- [TASK INSTRUCTIONS]: Reproduce the listing below with every occurrence of "rough mask" replaced by "coarse mask", leaving everything else unchanged. Omit the pictures from your answer.

#### EXCERPTED DATA ####

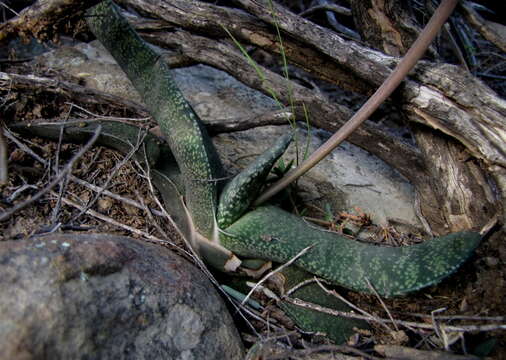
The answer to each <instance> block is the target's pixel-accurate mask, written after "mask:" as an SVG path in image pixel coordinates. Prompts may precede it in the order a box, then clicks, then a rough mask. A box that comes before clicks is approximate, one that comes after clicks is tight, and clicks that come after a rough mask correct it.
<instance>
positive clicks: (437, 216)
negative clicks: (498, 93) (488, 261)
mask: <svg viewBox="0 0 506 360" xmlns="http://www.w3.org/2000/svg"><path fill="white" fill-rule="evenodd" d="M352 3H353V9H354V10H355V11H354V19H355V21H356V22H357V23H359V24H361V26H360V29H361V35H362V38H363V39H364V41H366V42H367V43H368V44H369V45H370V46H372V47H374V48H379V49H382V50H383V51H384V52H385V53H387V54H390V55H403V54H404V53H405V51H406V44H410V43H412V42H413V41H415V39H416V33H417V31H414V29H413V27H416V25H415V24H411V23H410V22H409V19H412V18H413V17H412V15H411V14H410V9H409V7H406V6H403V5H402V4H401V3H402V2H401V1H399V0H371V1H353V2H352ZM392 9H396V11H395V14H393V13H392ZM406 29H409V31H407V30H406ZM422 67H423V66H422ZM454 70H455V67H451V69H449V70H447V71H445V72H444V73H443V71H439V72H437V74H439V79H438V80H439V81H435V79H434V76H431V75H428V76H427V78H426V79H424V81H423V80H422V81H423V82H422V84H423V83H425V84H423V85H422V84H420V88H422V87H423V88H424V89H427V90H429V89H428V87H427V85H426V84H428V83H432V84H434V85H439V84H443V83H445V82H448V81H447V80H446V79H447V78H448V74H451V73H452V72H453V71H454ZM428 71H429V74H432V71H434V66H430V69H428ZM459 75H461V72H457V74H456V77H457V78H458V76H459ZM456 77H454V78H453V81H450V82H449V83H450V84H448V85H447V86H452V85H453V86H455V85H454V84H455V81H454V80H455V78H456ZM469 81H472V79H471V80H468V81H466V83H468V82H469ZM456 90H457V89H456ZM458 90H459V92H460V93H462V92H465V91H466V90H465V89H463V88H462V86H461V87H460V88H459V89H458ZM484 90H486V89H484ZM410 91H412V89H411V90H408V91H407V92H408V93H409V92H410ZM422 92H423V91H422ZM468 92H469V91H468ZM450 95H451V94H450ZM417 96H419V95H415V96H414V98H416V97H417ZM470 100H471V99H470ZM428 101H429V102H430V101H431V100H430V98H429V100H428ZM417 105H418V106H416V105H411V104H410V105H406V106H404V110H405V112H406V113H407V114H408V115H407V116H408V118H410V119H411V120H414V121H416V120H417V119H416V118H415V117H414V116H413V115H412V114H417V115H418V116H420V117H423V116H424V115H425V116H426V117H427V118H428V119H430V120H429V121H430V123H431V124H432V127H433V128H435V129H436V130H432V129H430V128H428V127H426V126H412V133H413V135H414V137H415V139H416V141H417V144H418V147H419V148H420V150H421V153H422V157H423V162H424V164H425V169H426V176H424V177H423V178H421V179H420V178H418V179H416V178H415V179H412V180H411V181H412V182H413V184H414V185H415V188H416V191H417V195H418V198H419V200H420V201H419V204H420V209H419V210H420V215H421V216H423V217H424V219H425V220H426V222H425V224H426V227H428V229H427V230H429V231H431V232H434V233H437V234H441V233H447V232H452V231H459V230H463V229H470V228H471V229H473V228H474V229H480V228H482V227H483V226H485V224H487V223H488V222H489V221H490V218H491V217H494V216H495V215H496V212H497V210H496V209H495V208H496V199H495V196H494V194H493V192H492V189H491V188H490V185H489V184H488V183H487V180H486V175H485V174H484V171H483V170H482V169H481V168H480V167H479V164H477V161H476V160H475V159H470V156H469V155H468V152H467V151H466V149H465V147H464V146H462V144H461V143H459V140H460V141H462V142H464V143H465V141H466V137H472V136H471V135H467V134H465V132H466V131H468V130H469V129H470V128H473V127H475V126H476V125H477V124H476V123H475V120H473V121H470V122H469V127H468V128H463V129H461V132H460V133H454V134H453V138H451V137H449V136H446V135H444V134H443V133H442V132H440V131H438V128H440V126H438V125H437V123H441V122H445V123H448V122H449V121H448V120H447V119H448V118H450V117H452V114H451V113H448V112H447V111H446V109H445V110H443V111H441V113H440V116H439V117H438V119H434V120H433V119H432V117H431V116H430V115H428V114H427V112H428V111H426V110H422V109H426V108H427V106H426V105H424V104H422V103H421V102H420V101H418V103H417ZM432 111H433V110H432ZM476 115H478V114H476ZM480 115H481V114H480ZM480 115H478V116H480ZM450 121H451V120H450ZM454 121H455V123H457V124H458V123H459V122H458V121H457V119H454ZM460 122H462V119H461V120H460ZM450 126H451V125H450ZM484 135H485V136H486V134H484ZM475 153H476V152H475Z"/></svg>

####

- [RESPONSE BOX]:
The answer to each <instance> block is the target's pixel-accurate mask, written after "mask:" as an SVG path in image pixel coordinates. Prompts may precede it in the order a box, then clicks, then a coarse mask. A box that comes before clicks is approximate, one that comes after clicks is tight, and clicks that come after a coarse mask correct it.
<instance>
positive clicks: (437, 216)
negative clicks: (498, 93) (488, 261)
mask: <svg viewBox="0 0 506 360" xmlns="http://www.w3.org/2000/svg"><path fill="white" fill-rule="evenodd" d="M352 3H353V9H354V10H355V11H354V19H355V21H356V22H357V23H359V24H361V26H360V29H361V35H362V38H363V39H364V41H366V42H367V43H368V44H369V45H370V46H372V47H374V48H379V49H382V50H383V51H384V52H385V53H387V54H390V55H403V54H404V53H405V51H406V44H410V43H412V42H413V41H415V39H416V33H417V31H414V29H413V27H416V25H415V24H411V23H410V22H409V19H412V18H413V17H412V15H411V14H410V9H409V7H406V6H403V5H402V4H401V3H402V2H401V1H399V0H371V1H353V2H352ZM392 9H396V11H395V14H393V13H392ZM406 29H409V31H407V30H406ZM422 67H423V66H422ZM454 70H455V67H451V69H449V70H447V71H445V72H444V73H443V71H439V72H437V74H439V79H438V80H439V81H435V79H434V76H431V75H428V76H427V78H426V79H424V81H423V80H422V81H423V82H422V84H423V83H425V84H423V85H422V84H420V88H422V87H423V88H424V89H427V90H429V89H428V87H427V85H426V84H428V83H432V84H434V85H439V84H443V83H445V82H448V81H447V80H446V79H447V78H448V74H451V73H452V72H453V71H454ZM428 71H429V74H432V71H434V66H430V69H428ZM459 75H461V72H457V74H456V77H457V78H458V76H459ZM456 77H454V78H453V81H450V82H449V83H450V84H448V85H447V86H452V85H453V86H455V85H454V84H455V81H454V80H455V78H456ZM469 81H472V79H471V80H468V81H466V83H468V82H469ZM456 90H457V89H456ZM458 90H459V92H460V93H462V92H465V91H466V90H465V89H463V88H462V86H461V87H460V88H459V89H458ZM484 90H486V89H484ZM410 91H412V89H411V90H408V91H407V92H408V93H409V92H410ZM422 92H423V91H422ZM468 92H469V91H468ZM450 95H451V94H450ZM417 96H419V95H415V96H414V98H416V97H417ZM470 100H471V99H470ZM428 101H429V102H430V101H431V100H430V98H429V100H428ZM417 105H418V106H416V105H411V104H410V105H406V106H404V110H405V112H406V113H407V114H408V115H407V116H408V118H410V119H411V120H414V121H416V120H417V119H416V118H415V117H414V116H413V115H412V114H417V115H418V116H420V117H423V116H424V115H425V116H426V117H427V118H428V119H430V120H429V121H430V123H431V124H432V127H433V128H435V129H436V130H432V129H430V128H428V127H426V126H412V133H413V135H414V137H415V139H416V141H417V144H418V147H419V148H420V150H421V153H422V157H423V162H424V164H425V169H426V176H424V177H423V178H421V179H420V178H418V179H416V178H415V179H412V180H411V181H412V182H413V184H414V185H415V188H416V191H417V195H418V198H419V200H420V201H419V204H420V209H419V210H420V215H421V216H423V217H424V219H425V220H426V222H425V224H426V227H428V229H427V230H429V231H431V232H434V233H437V234H441V233H447V232H452V231H459V230H463V229H470V228H471V229H473V228H474V229H480V228H482V227H483V226H485V224H487V223H488V222H489V221H490V218H491V217H494V216H495V215H496V212H497V210H496V209H495V208H496V199H495V196H494V194H493V192H492V189H491V188H490V185H489V184H488V183H487V180H486V175H485V174H484V171H483V170H482V169H481V168H480V167H479V164H477V161H476V160H475V159H470V156H469V155H468V152H467V151H466V149H465V147H464V146H462V144H461V143H459V140H460V141H462V142H464V143H465V141H466V137H472V136H471V135H467V134H465V132H466V131H468V130H469V129H470V128H473V127H475V126H476V125H477V124H476V123H475V120H473V121H470V122H469V127H468V128H463V129H461V132H460V133H454V134H453V138H451V137H449V136H446V135H444V134H443V133H442V132H440V131H438V128H440V126H438V125H437V123H441V122H445V123H448V122H449V121H448V120H447V119H448V118H450V117H452V114H451V113H448V112H447V111H446V109H445V110H443V111H441V113H440V116H439V117H438V119H434V120H433V119H432V117H431V116H430V115H428V114H427V112H428V111H426V110H422V109H426V108H427V106H426V105H424V104H422V103H421V102H420V101H418V103H417ZM432 111H433V110H432ZM476 115H478V114H476ZM480 115H481V114H480ZM480 115H478V116H480ZM450 121H451V120H450ZM454 121H455V123H457V124H458V123H459V122H458V121H457V119H454ZM460 122H462V119H461V120H460ZM450 126H451V125H450ZM484 135H485V136H486V134H484ZM475 153H476V152H475Z"/></svg>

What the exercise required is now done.